SOURCE MATERIAL |
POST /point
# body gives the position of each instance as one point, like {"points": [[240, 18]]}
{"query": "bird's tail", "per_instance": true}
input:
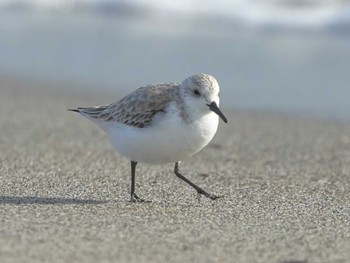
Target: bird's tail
{"points": [[75, 110]]}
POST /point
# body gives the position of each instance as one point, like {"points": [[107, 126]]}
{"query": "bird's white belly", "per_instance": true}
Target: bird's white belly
{"points": [[168, 140]]}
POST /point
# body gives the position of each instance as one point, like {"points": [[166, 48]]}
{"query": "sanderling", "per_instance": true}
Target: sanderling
{"points": [[162, 123]]}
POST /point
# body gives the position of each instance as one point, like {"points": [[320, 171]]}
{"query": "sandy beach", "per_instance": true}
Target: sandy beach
{"points": [[64, 193]]}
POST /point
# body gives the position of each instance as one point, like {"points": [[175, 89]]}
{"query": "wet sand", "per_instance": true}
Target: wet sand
{"points": [[64, 193]]}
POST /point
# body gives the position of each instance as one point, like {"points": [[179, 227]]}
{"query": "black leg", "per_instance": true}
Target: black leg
{"points": [[198, 189], [134, 197]]}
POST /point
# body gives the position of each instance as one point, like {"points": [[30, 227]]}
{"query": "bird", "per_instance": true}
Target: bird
{"points": [[162, 123]]}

INSTRUCTIONS TO FOLLOW | If a line in the data above contains "query", return that line.

RESPONSE |
{"query": "bird's tail", "per_instance": true}
{"query": "bird's white belly", "per_instance": true}
{"query": "sanderling", "per_instance": true}
{"query": "sandy beach", "per_instance": true}
{"query": "wet sand", "per_instance": true}
{"query": "black leg", "per_instance": true}
{"query": "bird", "per_instance": true}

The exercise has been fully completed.